_WRITTEN REQUEST:_
Can you quote exactly the stretch of lines from the one with "point: the dealership" through the final line of the material, both ends included?

(Pointing dataset excerpts)
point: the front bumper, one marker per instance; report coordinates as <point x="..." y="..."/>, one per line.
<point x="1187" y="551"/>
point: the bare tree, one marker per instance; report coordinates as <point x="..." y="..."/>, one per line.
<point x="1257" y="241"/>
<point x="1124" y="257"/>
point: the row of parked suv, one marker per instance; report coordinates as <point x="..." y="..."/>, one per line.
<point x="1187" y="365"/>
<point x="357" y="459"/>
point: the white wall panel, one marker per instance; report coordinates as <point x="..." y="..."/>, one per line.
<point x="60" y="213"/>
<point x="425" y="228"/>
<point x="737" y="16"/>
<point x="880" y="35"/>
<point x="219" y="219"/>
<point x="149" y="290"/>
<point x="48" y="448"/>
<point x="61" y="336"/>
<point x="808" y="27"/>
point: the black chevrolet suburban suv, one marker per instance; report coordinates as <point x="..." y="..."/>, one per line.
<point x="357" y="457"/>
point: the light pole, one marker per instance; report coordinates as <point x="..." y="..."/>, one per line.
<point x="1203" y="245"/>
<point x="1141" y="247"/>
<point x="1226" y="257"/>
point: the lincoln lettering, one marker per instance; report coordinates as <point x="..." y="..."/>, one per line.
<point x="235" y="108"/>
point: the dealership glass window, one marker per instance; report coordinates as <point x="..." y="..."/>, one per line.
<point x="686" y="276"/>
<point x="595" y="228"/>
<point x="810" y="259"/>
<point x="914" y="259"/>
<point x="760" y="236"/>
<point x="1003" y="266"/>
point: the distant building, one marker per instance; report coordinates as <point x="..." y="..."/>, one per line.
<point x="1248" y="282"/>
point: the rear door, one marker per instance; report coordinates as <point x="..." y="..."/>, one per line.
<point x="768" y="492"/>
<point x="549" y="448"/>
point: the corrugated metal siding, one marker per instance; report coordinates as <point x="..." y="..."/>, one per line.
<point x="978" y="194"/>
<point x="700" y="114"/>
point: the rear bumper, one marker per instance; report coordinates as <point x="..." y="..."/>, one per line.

_RESPONSE FOR THIS EXERCISE:_
point: the dealership glass window, one marker per instance; report coordinates as <point x="..." y="..."/>, one per line.
<point x="686" y="276"/>
<point x="595" y="228"/>
<point x="810" y="259"/>
<point x="914" y="259"/>
<point x="760" y="236"/>
<point x="1003" y="266"/>
point: the distant building, one marker per instance; report coordinates as <point x="..." y="..."/>, one per line.
<point x="1248" y="282"/>
point: the rear door, one marker per instance; report coordinates as <point x="..." y="..."/>, one per line.
<point x="768" y="492"/>
<point x="549" y="448"/>
point: the corrugated metal siding, one marker per instance; report coordinates as <point x="..." y="..."/>, one per line.
<point x="978" y="194"/>
<point x="700" y="114"/>
point: the rear bumper, one marker per instance; report coordinates as <point x="..." y="..."/>, one per line.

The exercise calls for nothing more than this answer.